*Task instructions:* Pull out every line in the listing below that contains the string "garage".

*Data provided:*
"""
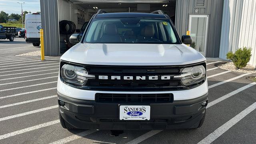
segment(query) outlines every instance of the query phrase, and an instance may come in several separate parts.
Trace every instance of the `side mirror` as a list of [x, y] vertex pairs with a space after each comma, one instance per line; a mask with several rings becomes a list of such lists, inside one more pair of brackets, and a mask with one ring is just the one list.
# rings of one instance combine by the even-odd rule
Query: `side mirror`
[[81, 32], [81, 30], [80, 30], [80, 29], [76, 29], [76, 33], [80, 33]]
[[69, 42], [71, 44], [76, 44], [80, 42], [80, 40], [79, 40], [80, 38], [80, 34], [73, 34], [69, 37]]
[[181, 42], [184, 44], [192, 44], [192, 38], [189, 35], [183, 35], [181, 36]]

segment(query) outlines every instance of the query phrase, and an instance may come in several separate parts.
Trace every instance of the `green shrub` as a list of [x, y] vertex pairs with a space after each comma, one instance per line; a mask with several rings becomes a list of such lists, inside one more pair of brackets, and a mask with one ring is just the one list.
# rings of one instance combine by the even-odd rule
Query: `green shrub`
[[236, 52], [228, 52], [227, 54], [227, 58], [233, 62], [236, 67], [238, 68], [242, 68], [246, 66], [250, 61], [252, 54], [252, 48], [250, 47], [238, 48]]

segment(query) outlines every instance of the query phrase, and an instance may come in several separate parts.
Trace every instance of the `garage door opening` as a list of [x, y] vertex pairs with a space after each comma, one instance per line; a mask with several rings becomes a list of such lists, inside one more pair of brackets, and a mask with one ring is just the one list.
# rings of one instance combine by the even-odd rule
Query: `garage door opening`
[[[87, 24], [90, 20], [100, 9], [104, 10], [110, 13], [129, 12], [150, 13], [157, 10], [162, 10], [164, 14], [170, 17], [174, 24], [175, 24], [176, 0], [170, 1], [103, 0], [96, 0], [97, 2], [92, 2], [92, 0], [71, 0], [68, 1], [66, 0], [59, 0], [58, 3], [59, 22], [63, 20], [67, 20], [73, 22], [76, 26], [76, 28], [80, 30], [76, 30], [74, 33], [80, 32], [80, 34], [82, 34], [84, 32]], [[107, 1], [108, 2], [106, 2]], [[124, 2], [122, 2], [123, 1]], [[129, 3], [128, 3], [128, 2]], [[68, 27], [67, 28], [68, 28], [69, 26], [67, 27]], [[60, 54], [63, 54], [73, 46], [68, 42], [68, 39], [70, 36], [71, 34], [60, 34]]]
"""
*Final answer:*
Trace every instance of the `garage door opening` as a list of [x, y] vertex pairs with a space after each comma, one instance per line; a mask with several rings becomes a list of such lists, inside one more pair of brackets, and a mask with one ring is just the one list.
Query: `garage door opening`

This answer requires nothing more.